_Lista de tareas_
- 1) Enumera los números romanos que encabezan cada consejo del fragmento sobre el oficio de escribir cuentos.
- 2) Copia literalmente el fragmento sobre el oficio de escribir cuentos, empezando en "III - Resiste" y terminando en "todo tu corazón.".

_Fragmento citado_
---+---
II - Cree que su arte es una cima inaccesible. No sueñes en domarla. Cuando puedas hacerlo, lo conseguirás sin saberlo tú mismo.
III - Resiste cuanto puedas a la imitación, pero imita si el influjo es demasiado fuerte. Más que ninguna otra cosa, el desarrollo de la personalidad es una larga paciencia.
IV - Ten fe ciega no en tu capacidad para el triunfo, sino en el ardor con que lo deseas. Ama a tu arte como a tu novia, dándole todo tu corazón.
V - No empieces a escribir sin saber desde la primera palabra adónde vas. En un cuento bien logrado, las tres primeras líneas tienen casi la importancia de las tres últimas.
VI - Si quieres expresar con exactitud esta circunstancia: "Desde el río soplaba el viento frío", no hay en lengua humana más palabras que las apuntadas para expresarla. Una vez dueño de tus palabras, no te preocupes de observar si son entre sí consonantes o asonantes.
VII - No adjetives sin necesidad. Inútiles serán cuantas colas de color adhieras a un sustantivo débil. Si hallas el que es preciso, él solo tendrá un color incomparable. Pero hay que hallarlo.
---+---
Registros de anotación por coordenadas
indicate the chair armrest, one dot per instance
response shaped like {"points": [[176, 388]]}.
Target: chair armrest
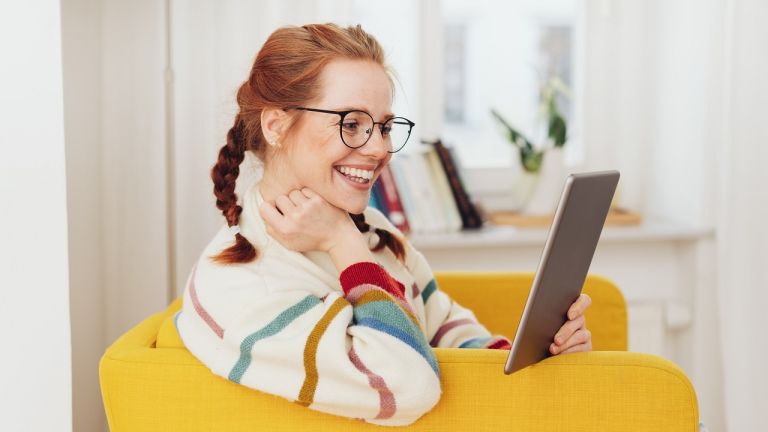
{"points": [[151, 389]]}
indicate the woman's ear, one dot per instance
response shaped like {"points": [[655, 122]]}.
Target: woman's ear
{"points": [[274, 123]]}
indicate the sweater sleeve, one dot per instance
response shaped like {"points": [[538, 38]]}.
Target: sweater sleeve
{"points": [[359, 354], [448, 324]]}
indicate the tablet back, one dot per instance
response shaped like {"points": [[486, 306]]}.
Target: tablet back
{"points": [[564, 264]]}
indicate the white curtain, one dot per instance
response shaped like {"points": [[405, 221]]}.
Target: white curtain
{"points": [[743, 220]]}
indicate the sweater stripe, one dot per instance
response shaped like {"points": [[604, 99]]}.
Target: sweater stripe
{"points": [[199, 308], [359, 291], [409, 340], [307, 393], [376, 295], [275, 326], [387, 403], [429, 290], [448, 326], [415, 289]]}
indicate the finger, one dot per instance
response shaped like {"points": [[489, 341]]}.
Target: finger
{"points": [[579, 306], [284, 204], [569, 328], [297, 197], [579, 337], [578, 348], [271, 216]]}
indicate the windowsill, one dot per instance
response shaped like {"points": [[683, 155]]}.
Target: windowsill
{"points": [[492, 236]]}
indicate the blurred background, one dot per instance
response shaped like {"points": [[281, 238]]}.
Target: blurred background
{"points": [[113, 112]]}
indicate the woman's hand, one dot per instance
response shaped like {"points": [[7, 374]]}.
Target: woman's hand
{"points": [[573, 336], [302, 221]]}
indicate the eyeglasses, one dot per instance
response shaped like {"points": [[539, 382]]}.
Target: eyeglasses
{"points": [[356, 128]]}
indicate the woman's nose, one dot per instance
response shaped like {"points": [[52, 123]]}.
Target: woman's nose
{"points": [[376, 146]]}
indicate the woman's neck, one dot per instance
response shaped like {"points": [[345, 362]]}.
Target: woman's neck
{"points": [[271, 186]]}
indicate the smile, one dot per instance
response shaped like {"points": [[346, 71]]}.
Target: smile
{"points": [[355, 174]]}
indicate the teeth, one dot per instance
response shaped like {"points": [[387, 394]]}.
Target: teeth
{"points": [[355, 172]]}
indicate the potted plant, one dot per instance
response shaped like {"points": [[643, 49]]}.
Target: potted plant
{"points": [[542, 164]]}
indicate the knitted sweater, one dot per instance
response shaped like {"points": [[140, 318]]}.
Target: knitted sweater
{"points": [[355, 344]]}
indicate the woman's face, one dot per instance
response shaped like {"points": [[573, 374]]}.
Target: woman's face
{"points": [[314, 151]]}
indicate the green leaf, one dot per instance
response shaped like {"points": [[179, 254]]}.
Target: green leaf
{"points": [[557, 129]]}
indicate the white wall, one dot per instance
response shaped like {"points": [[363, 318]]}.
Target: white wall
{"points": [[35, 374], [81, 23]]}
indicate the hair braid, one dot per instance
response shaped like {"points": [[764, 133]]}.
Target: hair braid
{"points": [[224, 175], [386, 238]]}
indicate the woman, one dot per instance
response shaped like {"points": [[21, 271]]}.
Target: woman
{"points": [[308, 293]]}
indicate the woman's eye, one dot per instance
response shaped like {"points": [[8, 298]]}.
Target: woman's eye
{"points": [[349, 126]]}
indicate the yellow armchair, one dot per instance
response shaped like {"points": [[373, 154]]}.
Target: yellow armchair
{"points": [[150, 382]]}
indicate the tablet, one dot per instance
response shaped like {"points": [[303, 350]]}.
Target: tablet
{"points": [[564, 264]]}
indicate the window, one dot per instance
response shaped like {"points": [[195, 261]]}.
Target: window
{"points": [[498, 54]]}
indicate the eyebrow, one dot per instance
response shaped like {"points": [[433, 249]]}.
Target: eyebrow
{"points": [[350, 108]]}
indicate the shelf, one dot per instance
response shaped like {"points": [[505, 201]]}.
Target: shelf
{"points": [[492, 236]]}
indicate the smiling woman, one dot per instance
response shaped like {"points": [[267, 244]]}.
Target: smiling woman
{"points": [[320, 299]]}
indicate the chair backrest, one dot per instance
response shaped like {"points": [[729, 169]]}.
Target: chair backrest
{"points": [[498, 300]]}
---+---
_Respuestas en orden_
- 1) II, III, IV, V, VI, VII

- 2)
III - Resiste cuanto puedas a la imitación, pero imita si el influjo es demasiado fuerte. Más que ninguna otra cosa, el desarrollo de la personalidad es una larga paciencia.
IV - Ten fe ciega no en tu capacidad para el triunfo, sino en el ardor con que lo deseas. Ama a tu arte como a tu novia, dándole todo tu corazón.